## TUGAS
Ubah paragraf dalam teks tentang Zoroastrianisme yang diawali "Para pengikut Zoroastrianisme menekankan" menjadi daftar poin singkat yang tetap memuat fakta utamanya.

## TEKS BACAAN
Setelah berhasil melewati jembatan ini maka seseorang akan hidup bahagia dengan rahmat Ahura Mazda. Semakin banyak kebaikan yang dibuat seseorang maka akan semakin lebarlah jembatan itu dan sebaliknya, semakin besar kejahatannya maka semakin sempitlah jembatan itu hingga rohnya tidak dapat melewatinya dan jatuh dari Jembatan Cinvat. Di bawah jembatan inilah terdapat neraka yang penuh api, sebuah tempat yang suram dan penuh kesedihan. Menurut ajaran Zoroastrianisme, dunia akan mengalami pembaruan menuju kesempuranaan dan jiwa-jiwa baik yang masih hidup dan sudah mati akan dibebaskan selamanya dari kuasa jahat. Pembaruan dunia dan kebangkitan kembali seluruh ciptaan disebut Frashokeveti [1], atau umat Islam lebih mengenalnya dengan istilah Kiamat.
7. Etika hidup dan pertanggungjawaban
Para pengikut Zoroastrianisme menekankan tiga hal dalam hidup sebagai etika hidup yang ideal yaitu pikiran yang baik, perkataan yang baik dan perbuatan yang baik. Mereka memberi kebebasan bagi para penganutnya apakah hendak melakukan kebaikan atau keburukan, karena dalam keyakinan mereka, apa yang dilakukan, dikatakan dan difikirkan seseorang selama hidup akan dipertanggungjawabkan setelah kematiannya dan akan menentukan apa yang akan terjadi setelah orang itu meninggal.

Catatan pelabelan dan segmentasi
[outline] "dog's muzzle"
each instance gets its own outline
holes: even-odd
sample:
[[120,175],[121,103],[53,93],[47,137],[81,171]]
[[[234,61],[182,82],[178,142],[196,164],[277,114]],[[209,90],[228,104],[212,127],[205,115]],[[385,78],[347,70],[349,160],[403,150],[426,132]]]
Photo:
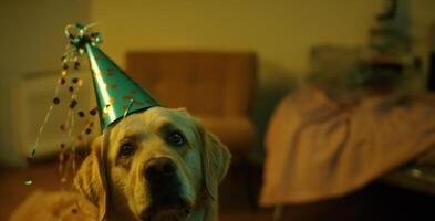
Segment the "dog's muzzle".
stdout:
[[175,212],[176,217],[190,213],[191,206],[182,197],[182,183],[177,176],[177,167],[172,159],[162,157],[148,160],[144,168],[144,176],[147,180],[151,204],[143,217],[149,218],[163,211]]

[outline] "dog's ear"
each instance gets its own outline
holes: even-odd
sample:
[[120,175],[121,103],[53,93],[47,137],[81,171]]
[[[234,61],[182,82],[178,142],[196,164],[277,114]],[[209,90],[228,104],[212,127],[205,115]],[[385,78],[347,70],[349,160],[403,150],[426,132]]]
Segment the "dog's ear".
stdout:
[[91,154],[82,162],[73,183],[74,189],[99,208],[99,220],[105,219],[107,200],[102,137],[92,143]]
[[227,175],[231,154],[228,148],[211,133],[199,126],[203,139],[201,159],[203,176],[207,192],[214,200],[218,198],[218,186]]

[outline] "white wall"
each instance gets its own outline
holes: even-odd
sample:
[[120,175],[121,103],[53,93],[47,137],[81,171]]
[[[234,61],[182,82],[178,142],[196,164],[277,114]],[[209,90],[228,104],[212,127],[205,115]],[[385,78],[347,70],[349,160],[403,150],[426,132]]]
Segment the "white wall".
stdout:
[[89,22],[89,18],[87,0],[0,2],[0,161],[9,165],[23,161],[13,141],[20,135],[12,134],[17,119],[12,118],[15,101],[11,95],[17,85],[11,82],[27,73],[61,70],[65,24]]

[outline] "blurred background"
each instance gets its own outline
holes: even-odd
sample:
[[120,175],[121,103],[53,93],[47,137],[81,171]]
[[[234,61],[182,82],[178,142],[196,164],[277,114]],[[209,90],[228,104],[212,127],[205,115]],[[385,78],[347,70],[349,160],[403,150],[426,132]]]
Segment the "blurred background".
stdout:
[[[433,0],[2,0],[0,220],[70,181],[56,172],[68,104],[31,167],[25,156],[77,21],[95,22],[115,63],[229,146],[220,220],[434,220],[434,11]],[[87,70],[75,73],[86,110]],[[97,134],[79,143],[83,156]]]

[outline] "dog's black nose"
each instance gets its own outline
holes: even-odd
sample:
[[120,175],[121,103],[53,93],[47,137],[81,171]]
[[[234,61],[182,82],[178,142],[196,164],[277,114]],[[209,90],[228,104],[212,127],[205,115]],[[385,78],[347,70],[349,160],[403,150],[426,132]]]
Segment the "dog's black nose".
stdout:
[[175,175],[175,164],[169,158],[154,158],[145,165],[145,178],[154,180]]

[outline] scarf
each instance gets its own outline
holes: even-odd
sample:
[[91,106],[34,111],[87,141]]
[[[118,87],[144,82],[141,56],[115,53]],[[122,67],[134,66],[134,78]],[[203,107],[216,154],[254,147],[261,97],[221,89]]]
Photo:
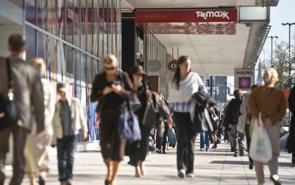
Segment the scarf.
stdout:
[[171,81],[168,84],[169,103],[183,102],[190,100],[193,95],[198,92],[199,85],[202,84],[200,83],[202,81],[198,73],[194,72],[189,73],[184,80],[180,82],[178,90],[175,82]]

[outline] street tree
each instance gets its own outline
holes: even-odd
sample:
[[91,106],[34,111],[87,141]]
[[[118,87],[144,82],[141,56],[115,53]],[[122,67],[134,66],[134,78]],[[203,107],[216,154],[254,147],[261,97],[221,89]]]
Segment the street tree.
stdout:
[[273,60],[269,55],[261,61],[261,68],[264,71],[273,67],[278,72],[279,81],[275,84],[277,88],[289,89],[291,79],[295,77],[295,45],[291,45],[290,48],[289,59],[289,43],[284,41],[276,42]]

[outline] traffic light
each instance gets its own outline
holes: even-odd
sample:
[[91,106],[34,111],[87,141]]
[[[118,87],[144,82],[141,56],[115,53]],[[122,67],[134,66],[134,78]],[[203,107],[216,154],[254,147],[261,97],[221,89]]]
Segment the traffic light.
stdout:
[[210,86],[210,80],[206,80],[206,86],[207,86],[207,87]]

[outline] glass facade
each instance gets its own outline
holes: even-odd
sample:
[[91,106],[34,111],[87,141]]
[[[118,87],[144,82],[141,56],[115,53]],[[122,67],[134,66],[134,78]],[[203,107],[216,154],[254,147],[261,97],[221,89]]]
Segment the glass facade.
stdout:
[[90,96],[94,76],[103,70],[104,55],[121,65],[121,0],[25,0],[27,61],[44,59],[46,78],[56,87],[67,82],[81,100],[90,140],[97,139],[96,104]]
[[168,82],[174,76],[174,72],[167,67],[168,63],[174,60],[165,46],[152,34],[144,36],[144,70],[148,75],[158,76],[159,91],[167,98]]

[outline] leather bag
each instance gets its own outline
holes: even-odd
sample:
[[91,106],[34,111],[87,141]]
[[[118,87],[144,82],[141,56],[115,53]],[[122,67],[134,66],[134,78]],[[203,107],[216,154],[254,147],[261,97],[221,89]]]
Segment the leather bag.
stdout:
[[16,124],[19,119],[14,97],[11,71],[9,59],[6,60],[8,76],[8,91],[0,94],[0,130]]

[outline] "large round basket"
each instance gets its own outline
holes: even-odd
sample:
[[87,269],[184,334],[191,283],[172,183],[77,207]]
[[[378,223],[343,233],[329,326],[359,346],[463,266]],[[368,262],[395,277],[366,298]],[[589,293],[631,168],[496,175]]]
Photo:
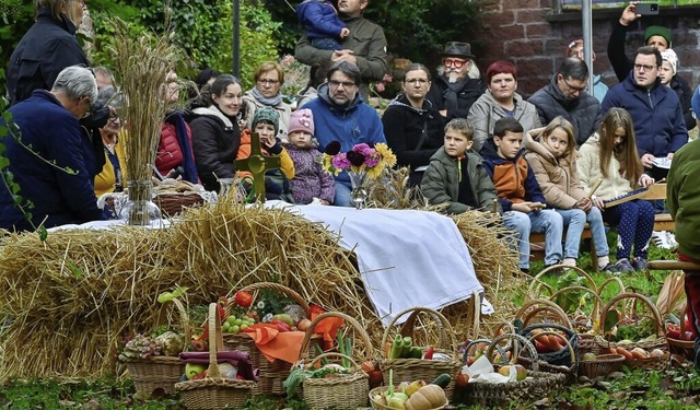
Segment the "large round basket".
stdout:
[[[370,390],[370,405],[372,406],[372,408],[374,410],[394,410],[394,408],[385,406],[385,405],[382,405],[381,402],[377,402],[377,401],[374,400],[374,397],[376,395],[384,395],[384,393],[386,391],[387,388],[388,388],[388,386],[380,386],[380,387],[375,387],[372,390]],[[440,406],[440,407],[434,407],[434,408],[428,409],[428,410],[444,409],[448,405],[450,405],[450,400],[445,401],[445,403]]]
[[[189,317],[182,302],[173,298],[183,330],[185,341],[190,339]],[[184,344],[186,344],[185,342]],[[183,347],[184,348],[184,347]],[[119,358],[129,371],[129,377],[133,380],[133,387],[138,394],[153,395],[158,391],[172,395],[175,393],[175,384],[185,373],[185,365],[177,356],[153,356],[150,359],[132,360],[124,356]]]
[[[243,288],[241,291],[247,291],[253,294],[253,305],[255,305],[255,301],[258,298],[261,290],[273,290],[283,294],[284,296],[290,297],[294,303],[300,305],[306,312],[306,317],[308,317],[308,303],[302,295],[294,292],[293,290],[275,282],[258,282],[250,284],[248,286]],[[226,306],[226,314],[231,312],[233,300],[229,301]],[[289,376],[289,371],[291,363],[288,363],[283,360],[276,360],[275,362],[270,362],[267,360],[265,354],[260,353],[260,350],[255,345],[255,341],[247,336],[246,333],[225,333],[223,336],[224,343],[226,348],[230,350],[238,350],[242,352],[248,352],[250,354],[250,363],[253,367],[260,370],[260,376],[258,378],[258,383],[253,390],[254,395],[283,395],[284,387],[282,386],[282,382]],[[313,344],[310,345],[311,355],[313,356]]]
[[[388,383],[388,374],[389,370],[394,370],[394,380],[396,383],[400,382],[413,382],[413,380],[425,380],[430,383],[435,379],[435,377],[440,376],[443,373],[446,373],[452,376],[452,382],[444,389],[445,395],[447,395],[447,399],[452,398],[452,395],[455,389],[455,375],[459,373],[462,368],[462,362],[459,361],[459,356],[457,353],[457,342],[455,340],[455,332],[450,325],[450,321],[439,312],[433,311],[428,307],[412,307],[406,309],[394,317],[389,326],[384,330],[384,336],[382,337],[382,344],[386,345],[386,342],[389,340],[389,332],[394,328],[396,321],[406,316],[406,323],[399,329],[399,335],[401,337],[410,337],[412,340],[417,340],[416,328],[417,323],[419,321],[419,315],[423,314],[423,316],[428,316],[429,319],[433,321],[433,324],[438,327],[435,333],[428,333],[427,326],[430,325],[428,323],[422,324],[422,335],[425,340],[435,339],[434,355],[432,360],[425,359],[388,359],[386,358],[386,352],[382,349],[383,358],[380,361],[380,368],[382,370],[384,376],[384,384]],[[421,350],[423,354],[429,349],[429,345],[422,345]],[[438,355],[439,354],[439,355]],[[434,359],[443,356],[444,360]]]
[[[638,293],[621,293],[615,297],[612,297],[600,311],[600,324],[605,324],[605,319],[608,315],[608,311],[610,311],[616,304],[621,301],[631,301],[630,304],[630,316],[632,318],[639,317],[640,304],[649,307],[651,312],[651,316],[641,316],[645,318],[651,318],[654,320],[656,325],[656,337],[651,340],[641,340],[641,341],[632,341],[632,343],[625,344],[623,348],[627,350],[631,350],[634,348],[641,348],[645,350],[648,353],[654,349],[660,349],[664,352],[662,356],[658,358],[649,358],[649,359],[638,359],[632,361],[627,361],[625,364],[630,368],[653,368],[653,370],[664,370],[668,366],[668,360],[670,354],[668,353],[668,342],[666,340],[666,329],[664,328],[661,315],[658,314],[658,309],[656,305],[646,296],[640,295]],[[625,311],[622,311],[625,314]],[[617,325],[617,324],[616,324]],[[610,341],[610,333],[607,332],[605,335],[596,336],[596,343],[600,347],[600,351],[607,352],[610,351],[610,348],[620,347],[618,343]]]
[[195,192],[163,192],[153,197],[153,202],[161,209],[163,216],[176,216],[185,209],[203,203],[202,197]]
[[[358,320],[340,312],[328,312],[318,315],[311,323],[308,329],[306,329],[301,348],[302,355],[300,363],[295,364],[295,366],[307,363],[304,366],[306,368],[313,368],[316,363],[323,359],[349,359],[351,363],[350,374],[334,378],[305,378],[302,384],[302,397],[306,405],[312,409],[325,409],[328,407],[355,409],[358,407],[365,407],[368,405],[368,393],[370,390],[370,377],[364,371],[362,371],[353,358],[349,358],[341,353],[326,352],[319,354],[310,362],[310,343],[316,335],[314,332],[316,326],[324,319],[330,317],[339,317],[343,319],[346,325],[349,325],[352,330],[354,330],[354,335],[362,341],[364,358],[374,356],[374,348],[372,347],[370,337]],[[353,343],[353,351],[360,351],[359,347],[355,344],[357,343]]]
[[599,354],[595,360],[582,360],[579,362],[579,376],[588,378],[605,377],[622,367],[625,356],[622,354]]
[[[487,356],[493,358],[497,345],[503,341],[513,340],[513,359],[517,361],[521,349],[527,352],[529,358],[537,358],[537,351],[533,343],[520,335],[504,333],[493,339],[487,350]],[[509,402],[518,400],[538,400],[545,397],[552,397],[560,391],[564,385],[567,375],[562,373],[539,372],[539,362],[535,359],[529,365],[528,377],[520,382],[509,383],[468,383],[464,395],[459,395],[466,405],[478,405],[482,407],[494,407],[502,405],[508,407]]]
[[221,376],[217,352],[223,347],[221,319],[217,304],[209,305],[209,367],[207,376],[198,380],[180,382],[175,385],[188,409],[241,408],[245,405],[255,382],[234,380]]

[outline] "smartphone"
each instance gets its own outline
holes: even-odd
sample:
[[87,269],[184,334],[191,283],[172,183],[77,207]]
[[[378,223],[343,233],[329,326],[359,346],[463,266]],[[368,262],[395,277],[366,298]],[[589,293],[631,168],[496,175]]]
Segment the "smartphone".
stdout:
[[638,3],[634,12],[641,15],[656,15],[658,14],[658,3]]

## JAWABAN BENAR
- Etika hidup ideal dalam Zoroastrianisme terdiri atas tiga hal: pikiran yang baik, perkataan yang baik, dan perbuatan yang baik.
- Penganutnya diberi kebebasan memilih untuk berbuat baik atau buruk.
- Segala yang dilakukan, dikatakan, dan dipikirkan seseorang selama hidup akan dipertanggungjawabkan setelah ia meninggal.
- Pertanggungjawaban itu menentukan apa yang terjadi pada orang tersebut setelah kematiannya.